• COMPLETE THE FOLLOWING:
(a) In the article on Diaz's faked cancer, give the part from "One of the people" to "her chemo treatments." again, swapping "Little League games" for "soccer games".
(b) Decide whether each statement agrees with the article on Diaz's faked cancer, answering yes or no with the deciding words quoted: (i) Bukovskis befriended Diaz while Diaz worked as a paralegal at a law firm. (ii) Diaz showed her chemotherapy port when Bukovskis asked to see it. (iii) The hospital staff found a record of Diaz under her maiden name.
(c) In the article on Diaz's faked cancer, who was the first to speak during the intervention?

• SELECTED EXTRACT:
┌──

Rayburn and his friends started searching Google for phrases including “chemotherapy and cervical cancer” and found the same images she’d been sending them—images she claimed were of herself in treatment.
The discovery led to the videotaped intervention, where Rayburn and a circle of friends confronted Diaz about her fabrication.
One of the people who led the intervention was Mary Bukovskis, who befriended Diaz while Diaz was a paralegal at a law firm. At the beginning, Diaz allegedly told Bukovskis that her boyfriend, Jason, was abusing her.
Diaz would attend the Little League games of Bukovskis’ son and went out to eat with Bukovskis and her family. “We did a lot together, because I felt so badly for her because she didn’t have family here, and her boyfriend was beating the shit out of her, and we were always telling her, ‘You need to leave him,’” Bukovskis recalls.
Bukovskis told The Daily Beast that even as Diaz pretended to have cancer, she would bring over a bottle of wine and drink at Bukovskis’ home. Bukovskis said she began to become suspicious because Diaz never exhibited any side effects from her chemo treatments.
When Bukovskis called the hospital where Diaz claimed to get treatments, saying she wanted to meet Diaz there and keep her company, staff said they had no record of Diaz—who was the using her maiden name, Connell.
“That really cemented it for me. I think it was then that I told Jason I knew she was full of shit,” the friend told The Daily Beast.
Later on, Bukovskis helped Rayburn pack up Diaz’s belongings. Her stuff was already out of the house before the intervention began sometime in 2014.
Bukovskis found a journal she bought as a gift for Diaz and peered inside. “She’s talking about how in love she is with Jason and how he would just be devastated when she dies, and all this other kind of bullshit,” Bukovskis said.
“It was such a crazy time and I thought it couldn’t get more bizarre, and then the detective called me last year and I’m like, ‘Oh, my god.’ In fact, I think my words were: ‘She’s a hot fucking mess.’ I think those were my exact words,” the former friend added.
During the intervention at Rayburn’s home, Rayburn was the first to speak. Bukovskis recalls Rayburn telling Diaz, “We know you don’t have cancer.” Diaz allegedly replied, “Yes, I do.” Rayburn continued, “And we know you’re not an attorney.”
“Yes, I am, you want to see my papers? You wanna talk to my mom?” Diaz said, according to Bukovskis’ recollection of that day.
Things took an uncomfortable turn when Bukovskis asked to see Diaz’s chemotherapy port, but Diaz refused to take off her jacket.
Diaz immediately moved out, and her friendship with Bukovskis ended. She was in their lives for only a few months, Bukovskis says.

└──

• SOURCE INFORMATION:

┌──

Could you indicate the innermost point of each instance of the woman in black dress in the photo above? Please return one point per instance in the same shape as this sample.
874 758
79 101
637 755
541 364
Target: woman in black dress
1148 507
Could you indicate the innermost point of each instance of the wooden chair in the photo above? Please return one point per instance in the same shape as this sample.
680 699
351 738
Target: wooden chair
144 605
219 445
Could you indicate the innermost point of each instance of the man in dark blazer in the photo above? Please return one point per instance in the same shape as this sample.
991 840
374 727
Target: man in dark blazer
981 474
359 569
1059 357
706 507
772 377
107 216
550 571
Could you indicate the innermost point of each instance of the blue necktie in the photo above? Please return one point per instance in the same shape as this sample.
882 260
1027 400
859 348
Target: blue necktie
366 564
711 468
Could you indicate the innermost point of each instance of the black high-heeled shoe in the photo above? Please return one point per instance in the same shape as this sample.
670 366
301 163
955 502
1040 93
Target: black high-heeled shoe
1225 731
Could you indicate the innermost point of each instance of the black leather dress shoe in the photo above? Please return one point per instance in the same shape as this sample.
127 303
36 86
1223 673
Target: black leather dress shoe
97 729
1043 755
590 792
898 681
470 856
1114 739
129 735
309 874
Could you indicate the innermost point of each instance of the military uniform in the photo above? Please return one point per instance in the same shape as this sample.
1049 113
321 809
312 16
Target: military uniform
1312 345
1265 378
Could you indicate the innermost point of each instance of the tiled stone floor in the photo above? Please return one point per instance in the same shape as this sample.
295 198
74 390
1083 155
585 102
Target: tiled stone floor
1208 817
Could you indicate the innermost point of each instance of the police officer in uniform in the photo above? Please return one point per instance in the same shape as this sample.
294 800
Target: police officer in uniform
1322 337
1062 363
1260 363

└──

• ANSWERS FOR THE TASKS:
(a)
One of the people who led the intervention was Mary Bukovskis, who befriended Diaz while Diaz was a paralegal at a law firm. At the beginning, Diaz allegedly told Bukovskis that her boyfriend, Jason, was abusing her.
Diaz would attend the soccer games of Bukovskis’ son and went out to eat with Bukovskis and her family. “We did a lot together, because I felt so badly for her because she didn’t have family here, and her boyfriend was beating the shit out of her, and we were always telling her, ‘You need to leave him,’” Bukovskis recalls.
Bukovskis told The Daily Beast that even as Diaz pretended to have cancer, she would bring over a bottle of wine and drink at Bukovskis’ home. Bukovskis said she began to become suspicious because Diaz never exhibited any side effects from her chemo treatments.

(b)
(i) Yes: "who befriended Diaz while Diaz was a paralegal at a law firm"
(ii) No: "Diaz refused to take off her jacket"
(iii) No: "staff said they had no record of Diaz"

(c) Rayburn was the first to speak.